Several valsartan-containing drugs, which are commonly used to treat high blood pressure, have been recalled over contamination fears, the Food and Drug Administration announced late last week, and local pharmacists said that patients in Covington County should not worry.

Bailey’s Pharmacist Jeff Bailey said that Losartan is more common in Covington County, but he has had several patients asking if it is still OK to take it.

“I’ve had five people ask me today if Losartan is OK to take,” Bailey said. “And from what I can tell, I am pretty sure it is still fine to take.”

David Darby from Darby’s Pharmacy agreed that Losartan is more common in Covington County, but in his Mobile store valsartan is more common.

“It is fairly common in Covington County, but not as much as Losartan,” Darby said. “We don’t have any Valsartan in our Andalusia stores, so we haven’t had to take any off the shelves, but we started taking them down in Mobile.”

According to the FDA, the medications were tainted with N-nitrosodimethylamine, a compound that has been linked to cancer. As a result, three companies have voluntarily recalled their products that contain Valsartan.

Darby said that the medication was made in China and was a counterfeit.

“All the medication being made in China and India is becoming a real issue,” Darby said. “They are making counterfeit drugs and selling them to American companies.”

Bailey said that the biggest challenge that he is facing is trying to get in touch with doctors because he is getting patients coming in with refills of valsartan.

# Task
Resume the article on the valsartan recall after its final sentence, and carry it on in the same reporting style.

# Stored items
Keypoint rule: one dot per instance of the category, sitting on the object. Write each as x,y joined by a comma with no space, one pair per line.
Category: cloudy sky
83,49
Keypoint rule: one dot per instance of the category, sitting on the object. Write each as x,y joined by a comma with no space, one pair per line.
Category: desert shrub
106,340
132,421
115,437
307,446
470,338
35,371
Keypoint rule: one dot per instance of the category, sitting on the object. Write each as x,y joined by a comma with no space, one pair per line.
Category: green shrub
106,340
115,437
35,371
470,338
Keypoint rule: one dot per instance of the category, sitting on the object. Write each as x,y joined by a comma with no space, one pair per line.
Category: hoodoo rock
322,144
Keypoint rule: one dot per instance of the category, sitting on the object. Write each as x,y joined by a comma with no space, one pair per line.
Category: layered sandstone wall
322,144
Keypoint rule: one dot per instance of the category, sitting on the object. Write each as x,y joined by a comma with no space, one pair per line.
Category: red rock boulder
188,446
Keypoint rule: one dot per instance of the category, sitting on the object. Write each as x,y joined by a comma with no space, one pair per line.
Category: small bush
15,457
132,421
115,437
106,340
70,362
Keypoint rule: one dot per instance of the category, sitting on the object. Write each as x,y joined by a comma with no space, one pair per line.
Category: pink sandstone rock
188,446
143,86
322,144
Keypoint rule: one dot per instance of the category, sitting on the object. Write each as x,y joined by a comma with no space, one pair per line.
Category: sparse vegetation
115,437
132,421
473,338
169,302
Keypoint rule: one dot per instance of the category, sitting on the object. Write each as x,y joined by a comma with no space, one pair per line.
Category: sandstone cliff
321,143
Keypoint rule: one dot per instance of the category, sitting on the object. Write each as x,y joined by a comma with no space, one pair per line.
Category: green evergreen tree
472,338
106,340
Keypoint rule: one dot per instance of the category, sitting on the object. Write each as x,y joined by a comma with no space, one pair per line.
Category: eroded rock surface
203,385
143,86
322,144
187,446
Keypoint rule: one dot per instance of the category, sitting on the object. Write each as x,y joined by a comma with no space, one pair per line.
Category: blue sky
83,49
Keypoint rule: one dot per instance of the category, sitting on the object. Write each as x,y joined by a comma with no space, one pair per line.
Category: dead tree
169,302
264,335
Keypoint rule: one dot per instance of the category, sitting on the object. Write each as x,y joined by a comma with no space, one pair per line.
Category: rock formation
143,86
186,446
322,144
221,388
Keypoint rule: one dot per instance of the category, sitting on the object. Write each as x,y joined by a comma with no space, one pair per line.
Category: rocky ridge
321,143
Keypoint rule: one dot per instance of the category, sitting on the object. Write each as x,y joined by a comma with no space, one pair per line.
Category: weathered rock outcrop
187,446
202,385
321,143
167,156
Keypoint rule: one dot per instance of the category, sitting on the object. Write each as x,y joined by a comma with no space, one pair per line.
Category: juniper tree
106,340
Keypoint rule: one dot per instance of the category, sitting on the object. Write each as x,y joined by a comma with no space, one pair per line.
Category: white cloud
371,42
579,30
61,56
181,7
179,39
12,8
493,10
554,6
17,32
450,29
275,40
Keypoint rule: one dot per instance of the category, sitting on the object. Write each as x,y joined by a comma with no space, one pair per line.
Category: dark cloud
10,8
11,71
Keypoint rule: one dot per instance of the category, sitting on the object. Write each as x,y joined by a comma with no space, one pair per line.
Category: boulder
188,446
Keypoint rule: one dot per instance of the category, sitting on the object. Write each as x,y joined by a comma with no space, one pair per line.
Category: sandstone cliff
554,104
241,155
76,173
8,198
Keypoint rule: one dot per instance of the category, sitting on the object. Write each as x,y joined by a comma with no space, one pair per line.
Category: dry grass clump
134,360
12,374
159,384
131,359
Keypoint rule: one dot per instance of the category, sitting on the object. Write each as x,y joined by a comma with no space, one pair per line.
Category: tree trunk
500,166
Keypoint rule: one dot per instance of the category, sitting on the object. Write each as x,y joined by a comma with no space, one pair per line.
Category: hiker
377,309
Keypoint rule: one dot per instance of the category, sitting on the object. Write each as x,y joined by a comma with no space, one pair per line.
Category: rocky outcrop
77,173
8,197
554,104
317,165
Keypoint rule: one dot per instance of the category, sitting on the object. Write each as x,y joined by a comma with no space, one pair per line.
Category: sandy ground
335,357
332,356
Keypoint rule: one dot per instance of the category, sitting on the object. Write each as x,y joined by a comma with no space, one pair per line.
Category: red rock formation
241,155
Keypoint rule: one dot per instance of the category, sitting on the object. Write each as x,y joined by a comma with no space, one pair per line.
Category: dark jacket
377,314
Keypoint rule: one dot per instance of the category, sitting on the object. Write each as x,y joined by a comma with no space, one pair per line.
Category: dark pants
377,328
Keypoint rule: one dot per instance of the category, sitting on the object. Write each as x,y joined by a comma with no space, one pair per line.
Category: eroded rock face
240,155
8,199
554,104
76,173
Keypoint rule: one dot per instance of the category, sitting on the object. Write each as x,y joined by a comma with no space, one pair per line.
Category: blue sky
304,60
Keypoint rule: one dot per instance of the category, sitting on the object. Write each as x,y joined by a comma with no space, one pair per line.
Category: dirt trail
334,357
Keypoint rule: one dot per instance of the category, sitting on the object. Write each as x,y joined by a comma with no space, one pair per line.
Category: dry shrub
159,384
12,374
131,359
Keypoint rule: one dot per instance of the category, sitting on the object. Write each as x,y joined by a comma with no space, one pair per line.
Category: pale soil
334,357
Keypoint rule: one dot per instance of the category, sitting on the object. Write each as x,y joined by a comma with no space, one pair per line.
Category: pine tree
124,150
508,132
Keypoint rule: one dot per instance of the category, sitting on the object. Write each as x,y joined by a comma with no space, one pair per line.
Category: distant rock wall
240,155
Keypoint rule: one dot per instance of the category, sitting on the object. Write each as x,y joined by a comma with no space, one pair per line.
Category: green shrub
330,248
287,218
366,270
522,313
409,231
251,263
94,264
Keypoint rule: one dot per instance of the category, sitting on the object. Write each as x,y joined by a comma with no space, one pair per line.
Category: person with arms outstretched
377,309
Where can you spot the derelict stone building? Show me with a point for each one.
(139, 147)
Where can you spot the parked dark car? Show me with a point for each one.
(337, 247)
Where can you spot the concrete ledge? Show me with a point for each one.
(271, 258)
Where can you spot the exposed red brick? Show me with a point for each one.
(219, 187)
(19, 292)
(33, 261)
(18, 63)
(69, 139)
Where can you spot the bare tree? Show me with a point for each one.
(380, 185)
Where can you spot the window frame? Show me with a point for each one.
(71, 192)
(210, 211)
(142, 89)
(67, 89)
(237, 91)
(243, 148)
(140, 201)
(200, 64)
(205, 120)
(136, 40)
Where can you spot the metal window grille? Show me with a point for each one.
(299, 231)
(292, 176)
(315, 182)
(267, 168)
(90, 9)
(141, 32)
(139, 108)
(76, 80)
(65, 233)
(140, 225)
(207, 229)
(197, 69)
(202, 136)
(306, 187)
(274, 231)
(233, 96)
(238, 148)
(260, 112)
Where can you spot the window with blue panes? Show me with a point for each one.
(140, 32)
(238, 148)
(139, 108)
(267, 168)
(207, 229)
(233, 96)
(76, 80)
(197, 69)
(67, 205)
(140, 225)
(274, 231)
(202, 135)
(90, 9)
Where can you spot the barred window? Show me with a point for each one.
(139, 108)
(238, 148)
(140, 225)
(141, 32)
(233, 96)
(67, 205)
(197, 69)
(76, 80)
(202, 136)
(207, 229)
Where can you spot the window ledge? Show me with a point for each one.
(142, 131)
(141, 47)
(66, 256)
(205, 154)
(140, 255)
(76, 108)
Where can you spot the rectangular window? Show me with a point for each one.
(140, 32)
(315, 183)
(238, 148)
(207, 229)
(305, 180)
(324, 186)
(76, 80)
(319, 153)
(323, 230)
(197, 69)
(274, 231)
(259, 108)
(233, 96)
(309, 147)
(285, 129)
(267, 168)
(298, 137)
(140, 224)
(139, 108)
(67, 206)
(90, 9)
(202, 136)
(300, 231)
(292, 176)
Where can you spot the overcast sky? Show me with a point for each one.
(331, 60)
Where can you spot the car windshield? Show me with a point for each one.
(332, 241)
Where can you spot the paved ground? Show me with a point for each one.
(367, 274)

# Response for this exercise
“We have taken all of our valsartan off the shelves,” Bailey said. “But we have had several patients come in the past couple of days trying to get a refill of the medication.”

According to the FDA:

  • Because valsartan is used in medicines to treat serious medical conditions, patients taking the recalled valsartan-containing medicines should continue taking their medicine until they have a replacement product.
  • To determine whether a specific product has been recalled, patients should look at the drug name and company name on the label of their prescription bottle. If the information is not on the bottle, patients should contact the pharmacy that dispensed the medicine.
  • If a patient is taking valsartan, they should follow the recall instructions provided by the specific company. This information will be posted to the FDA’s website.
  • Patients should also contact their health care professional (the pharmacist who dispensed the medication or doctor who prescribed the medication) if their medicine is included in this recall to discuss their treatment, which may include another valsartan product not affected by this recall or an alternative treatment option.